* **WHAT YOU WILL DO**
The pictures stay out; everything else in the entries below must be returned exactly.

* **DATA PROVIDED**
▼▼▼
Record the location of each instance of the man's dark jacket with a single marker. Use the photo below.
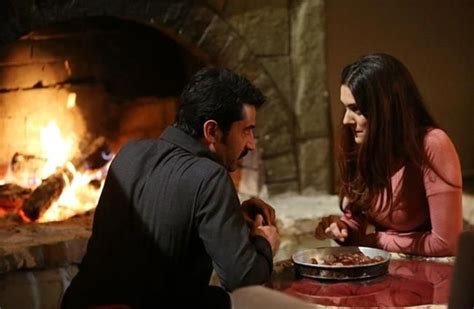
(168, 214)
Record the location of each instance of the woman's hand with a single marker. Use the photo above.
(331, 227)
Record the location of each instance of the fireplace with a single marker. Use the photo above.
(93, 76)
(71, 94)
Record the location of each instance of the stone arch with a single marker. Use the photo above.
(199, 29)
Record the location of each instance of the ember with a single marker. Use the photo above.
(51, 187)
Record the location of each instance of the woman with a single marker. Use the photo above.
(399, 171)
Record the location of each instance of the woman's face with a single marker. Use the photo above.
(353, 117)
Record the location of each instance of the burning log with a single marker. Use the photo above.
(12, 197)
(52, 187)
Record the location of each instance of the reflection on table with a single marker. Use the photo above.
(408, 283)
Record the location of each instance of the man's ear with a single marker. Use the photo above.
(211, 132)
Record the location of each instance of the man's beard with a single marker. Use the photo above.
(243, 154)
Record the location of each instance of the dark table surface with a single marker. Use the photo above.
(409, 282)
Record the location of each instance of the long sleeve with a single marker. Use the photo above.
(238, 259)
(442, 182)
(426, 216)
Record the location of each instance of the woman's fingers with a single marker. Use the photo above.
(336, 231)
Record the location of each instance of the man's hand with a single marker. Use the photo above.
(331, 227)
(269, 232)
(255, 206)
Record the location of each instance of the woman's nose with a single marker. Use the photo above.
(348, 119)
(251, 143)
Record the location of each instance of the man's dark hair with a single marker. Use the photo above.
(217, 94)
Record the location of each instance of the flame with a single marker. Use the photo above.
(56, 148)
(79, 196)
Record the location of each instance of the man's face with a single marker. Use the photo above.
(239, 141)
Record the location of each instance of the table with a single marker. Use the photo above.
(410, 282)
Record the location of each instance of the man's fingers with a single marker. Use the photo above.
(259, 220)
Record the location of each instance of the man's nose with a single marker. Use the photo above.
(348, 119)
(251, 143)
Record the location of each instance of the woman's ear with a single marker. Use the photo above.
(211, 132)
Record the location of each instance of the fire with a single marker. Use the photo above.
(77, 198)
(56, 148)
(82, 187)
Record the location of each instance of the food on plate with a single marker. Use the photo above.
(346, 258)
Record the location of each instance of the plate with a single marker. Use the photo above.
(302, 261)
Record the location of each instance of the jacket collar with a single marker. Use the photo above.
(181, 139)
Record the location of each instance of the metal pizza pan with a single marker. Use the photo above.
(302, 261)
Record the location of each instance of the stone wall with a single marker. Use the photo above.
(288, 39)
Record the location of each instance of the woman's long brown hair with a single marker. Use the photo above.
(397, 122)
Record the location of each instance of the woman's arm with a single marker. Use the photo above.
(442, 181)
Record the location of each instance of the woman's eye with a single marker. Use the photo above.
(354, 108)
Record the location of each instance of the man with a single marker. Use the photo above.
(169, 213)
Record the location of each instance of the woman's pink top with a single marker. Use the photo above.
(426, 215)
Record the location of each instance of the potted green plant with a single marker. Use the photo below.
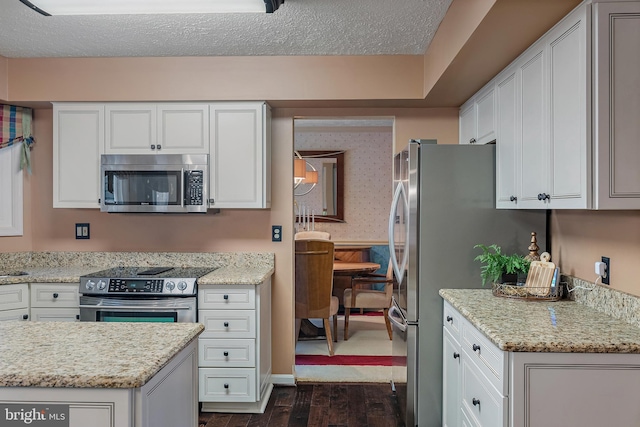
▲▲▲
* **WRITTEN REPLY**
Record the location of each instance of the man's dark jacket with a single marker. Use the photo below.
(168, 214)
Record the location of each instance of the woman's hand with a single marker. Use the photo above.
(331, 227)
Record the location of each instance of the fireplace with a single marker. Use the photo above.
(93, 76)
(71, 94)
Record the location of each instance of the stone arch with a single marker. Use the photo above.
(199, 29)
Record the location of each instance of the ember with a single marker. Use the photo above.
(51, 187)
Record the location of each instance of the woman with a single marker. Use the photo above.
(399, 171)
Record the location of each instance of the woman's face with a single marker. Use the photo above.
(353, 117)
Record the location of each instance of the burning log with a single marker. Use the photo above.
(12, 197)
(52, 187)
Record the location of each instance of the reflection on table with a single marker. Use the photo above.
(408, 283)
Record the location of each instance of the man's ear with a single marker. Use the photo above.
(211, 132)
Record the location of each instance of the man's beard with a single marker. Use the photo above.
(243, 154)
Record the location of each instance of the dark table surface with a single marker. Use the photo above.
(409, 282)
Record the location of each instance of the long sleeve with a single marker. Use the photo above.
(238, 259)
(442, 182)
(426, 216)
Record the location of each instance of the woman's fingers with a single marker. Use the photo above.
(336, 231)
Record the location of each instance of the man's hand with a single marker. Use the photo above.
(331, 227)
(269, 232)
(255, 206)
Record the location of each instance of the woman's nose with a single marker. Use the photo above.
(348, 119)
(251, 143)
Record the location of each instance of the man's dark hair with a single marker. Use the photo above.
(217, 94)
Record the location of each instance of the flame with a single marker. Use the photo above.
(56, 148)
(79, 196)
Record the location of each instance of the man's face with a single marker. Use the photo above.
(239, 141)
Record the location of each instance of the table with a single marker. Use the photo above.
(410, 282)
Record the location of each instance of the man's fingers with a single marker. Use the photo above.
(259, 220)
Record the location of each instance of the man's nose with a single marker. Use the photo above.
(348, 119)
(251, 143)
Record the location of each instance of the woman's ear with a single marker. Use the photo above.
(211, 132)
Record the location of each instance of the fire with a single marker. Use the photo above.
(77, 198)
(56, 148)
(82, 187)
Record the location of each instance of the food on plate with a single marker. Use the photo above.
(346, 258)
Record the location of each instance of the plate with a single marker. Use the photo above.
(302, 261)
Record the location of each instance of the jacket collar with a single marker. Use the photo above.
(181, 139)
Record the location of each instance of the metal pizza pan with a single marker. Use the photo above.
(302, 261)
Record the location of each instance of the stone wall with a single marker. Use the photo above.
(288, 39)
Record the location of each instance of the woman's long brown hair with a single marker. Use the photo above.
(397, 122)
Record the location of each instance of the woman's arm with a single marker. Use the photo above.
(442, 181)
Record the location of each instance of the woman's eye with a single marker. Use the photo above.
(354, 108)
Record the location of each instance of the man with a single marker. Use the photo above.
(169, 213)
Record the location of each instance of the woman's pink top with a single marker. Use the photo above.
(426, 215)
Record the location of each instance of the potted green plant with a single marker. Use the photo below.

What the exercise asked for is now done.